Set task A:
Rewrite the edge computing article starting with "The Intersection of" and going on through "a network connection.", putting "thin clients" in place of "dumb terminals".
Set task B:
Answer these questions using the edge computing article:
(i) Which industries are named as ones where edge computing and machine learning together create new opportunities?
(ii) What historical transition is the spread of edge computing compared to?
(iii) Why is performance typically better when the analysis is done within the security camera?

Passage shown:
========
Machine Learning for Edge Devices

Machine Learning for Edge Devices

Two of the most interesting topics in the tech world today are edge computing and artificial intelligence/machine learning. Separately, they’re each making profound impacts on both consumers and businesses in everything from smart speakers to automated factory production lines. Even more intriguing, however, are applications that combine edge computing and machine learning (ML) to enable new kinds of experiences and new kinds of opportunities in industries ranging from Mobile and Connected Home, to Security, Surveillance, and Automotive.

Products that combine these two technologies can leverage the local compute and storage capabilities of new types of edge devices, and perform a variety of actions on their own. This can save time, improve privacy, reduce network traffic, and enable applications or devices to be optimized for specific environments.

The Intersection of Edge Computing and Machine Learning – What it Means

The basic concept behind edge computing is the idea of distributing computing intelligence across an entire network instead of centralizing it in the cloud. In a similar manner to the historical transition from mainframes and dumb terminals to a world of powerful, independent PCs, we’re starting to see some of the centralized cloud computing services get distributed out to independent devices that sit out at the end, or edge, of a network connection.

Practically speaking, this means that, for example, instead of having a security camera stream the content of its video feed up to the cloud to be analyzed for certain situations (unknown people, objects, etc.), that analysis can start to be done within the camera itself. In many cases, a cloud-based analysis may still occur, but it’s likely to be on a much smaller segment of the video data. The benefits of this approach are many. First, it dramatically reduces the amount of data that has to be sent over the network, thereby reducing network congestion, speeding up operation and, in many instances, reducing costs. In addition, the performance is typically much better because the processing can be done in real-time within the camera, and avoid any potential latencies or other delays that can occur across any type of network connection. In the case of surveillance, real-time analysis can make the difference between safety and disaster!
========
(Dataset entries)
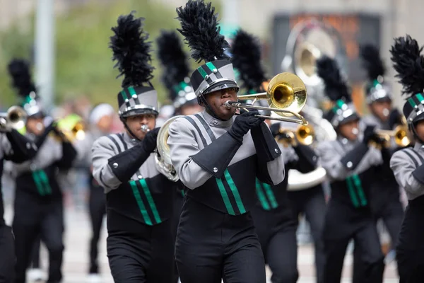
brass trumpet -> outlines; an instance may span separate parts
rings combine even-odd
[[[309,146],[314,142],[314,139],[315,139],[315,132],[311,125],[305,126],[301,125],[295,131],[281,128],[279,133],[280,134],[278,134],[276,139],[285,147],[289,145],[295,146],[298,142],[305,146]]]
[[[61,132],[71,142],[83,140],[86,138],[86,127],[82,118],[76,115],[70,115],[57,122],[57,129]],[[57,134],[53,137],[58,142],[61,139]]]
[[[408,136],[408,127],[404,125],[400,125],[392,130],[377,129],[375,132],[377,137],[384,141],[384,147],[390,147],[391,138],[398,146],[404,147],[411,144],[411,139]]]
[[[25,126],[27,116],[23,108],[12,106],[6,112],[0,113],[0,129],[21,129]]]
[[[307,125],[307,121],[299,112],[306,104],[307,91],[303,81],[294,74],[281,73],[274,76],[268,86],[265,93],[237,96],[239,100],[247,100],[266,99],[269,107],[254,105],[249,103],[242,103],[237,101],[226,101],[227,108],[256,109],[273,111],[280,116],[295,116],[298,119],[274,117],[266,115],[256,117],[273,120],[277,121],[291,122],[303,125]]]

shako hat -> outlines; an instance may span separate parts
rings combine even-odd
[[[118,25],[112,28],[114,35],[110,37],[110,47],[113,61],[117,61],[119,74],[124,76],[122,90],[118,93],[119,114],[129,116],[153,114],[158,115],[158,93],[150,81],[153,76],[151,65],[151,42],[143,29],[144,18],[134,18],[131,12],[120,16]]]
[[[334,128],[359,119],[352,103],[350,89],[341,76],[336,60],[323,56],[317,61],[317,72],[324,81],[325,95],[334,103],[334,106],[324,115],[324,118]]]

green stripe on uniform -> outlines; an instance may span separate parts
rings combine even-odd
[[[228,169],[225,169],[224,171],[224,177],[225,177],[225,180],[227,180],[227,183],[230,186],[230,190],[232,192],[234,195],[234,198],[235,199],[235,203],[237,204],[237,207],[240,212],[240,214],[242,214],[246,213],[246,209],[245,209],[245,206],[243,205],[243,202],[242,202],[242,198],[240,197],[240,195],[238,192],[238,190],[237,186],[234,183],[234,180],[231,178],[231,175],[230,175],[230,172],[228,172]]]
[[[50,187],[50,184],[49,183],[49,178],[46,175],[46,173],[44,170],[41,170],[38,171],[38,175],[40,176],[40,179],[44,183],[45,190],[47,195],[52,195],[52,187]]]
[[[38,176],[37,171],[33,172],[33,179],[34,179],[38,193],[40,193],[40,195],[45,195],[44,190],[42,189],[42,185],[41,185],[41,180],[40,180],[40,177]]]
[[[268,200],[269,200],[269,202],[271,202],[271,207],[272,208],[276,208],[278,207],[278,204],[277,203],[277,200],[276,200],[276,196],[271,188],[271,186],[265,183],[262,183],[262,185],[265,189],[265,192],[266,193],[266,196],[268,197]]]
[[[134,195],[134,197],[136,198],[136,201],[137,202],[137,204],[139,205],[139,208],[140,209],[141,215],[143,215],[143,218],[144,219],[144,222],[146,222],[147,225],[151,226],[152,221],[151,220],[151,218],[148,216],[147,211],[146,210],[146,207],[144,207],[143,200],[141,200],[141,196],[140,195],[140,192],[139,192],[139,189],[137,188],[137,185],[136,185],[136,181],[129,181],[129,185],[131,185],[131,188],[132,189],[133,194]]]
[[[359,176],[358,175],[353,175],[352,176],[352,178],[353,179],[353,183],[356,187],[356,191],[358,192],[358,195],[359,195],[359,198],[360,200],[360,204],[363,207],[365,207],[365,205],[367,205],[367,199],[365,198],[365,194],[364,193],[364,190],[362,187],[362,183],[360,181],[360,179],[359,178]]]
[[[136,96],[137,95],[137,93],[136,92],[136,90],[132,86],[130,86],[129,88],[128,88],[128,91],[129,92],[129,95],[131,96],[134,96],[134,94]]]
[[[206,72],[205,71],[205,70],[203,69],[203,68],[201,67],[199,67],[199,68],[197,68],[197,71],[199,71],[199,72],[200,73],[200,74],[201,75],[201,76],[204,77],[204,79],[205,79],[206,77],[206,76],[208,76],[208,74],[206,74]]]
[[[261,202],[261,204],[262,207],[265,210],[271,209],[269,204],[268,204],[268,201],[266,200],[266,197],[265,197],[265,194],[262,192],[262,186],[261,185],[261,181],[257,178],[256,180],[256,189],[257,189],[257,195],[258,195],[258,198],[259,199],[259,202]]]
[[[206,66],[208,67],[208,68],[209,68],[211,71],[213,71],[213,70],[218,71],[218,69],[216,69],[216,67],[212,62],[207,62]]]
[[[141,184],[141,187],[144,191],[144,195],[146,195],[146,198],[147,198],[147,201],[148,202],[148,205],[151,207],[151,209],[152,209],[153,216],[155,217],[155,221],[156,223],[162,222],[162,220],[160,220],[160,216],[159,216],[159,212],[158,212],[158,209],[156,209],[156,204],[155,204],[155,201],[152,197],[152,195],[150,192],[150,190],[148,189],[148,186],[147,185],[146,180],[140,180],[140,184]]]
[[[231,205],[231,202],[230,202],[230,199],[228,198],[228,195],[227,195],[227,191],[225,190],[224,184],[223,184],[223,181],[217,178],[216,184],[218,185],[219,192],[220,192],[221,197],[223,197],[223,200],[224,201],[224,204],[227,208],[228,214],[235,215],[235,214],[234,213],[234,209],[232,209],[232,206]]]
[[[358,207],[359,206],[359,202],[358,202],[358,199],[353,191],[353,184],[352,183],[351,176],[346,178],[346,184],[348,185],[348,190],[349,190],[349,195],[351,195],[351,200],[352,201],[353,206]]]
========
Problem solution A:
The Intersection of Edge Computing and Machine Learning – What it Means

The basic concept behind edge computing is the idea of distributing computing intelligence across an entire network instead of centralizing it in the cloud. In a similar manner to the historical transition from mainframes and thin clients to a world of powerful, independent PCs, we’re starting to see some of the centralized cloud computing services get distributed out to independent devices that sit out at the end, or edge, of a network connection.

Problem solution B:
(i) Mobile and Connected Home, Security, Surveillance, and Automotive.
(ii) The transition from mainframes and dumb terminals to a world of powerful, independent PCs.
(iii) The processing can be done in real time within the camera, which avoids potential latencies or other delays that can occur across any type of network connection.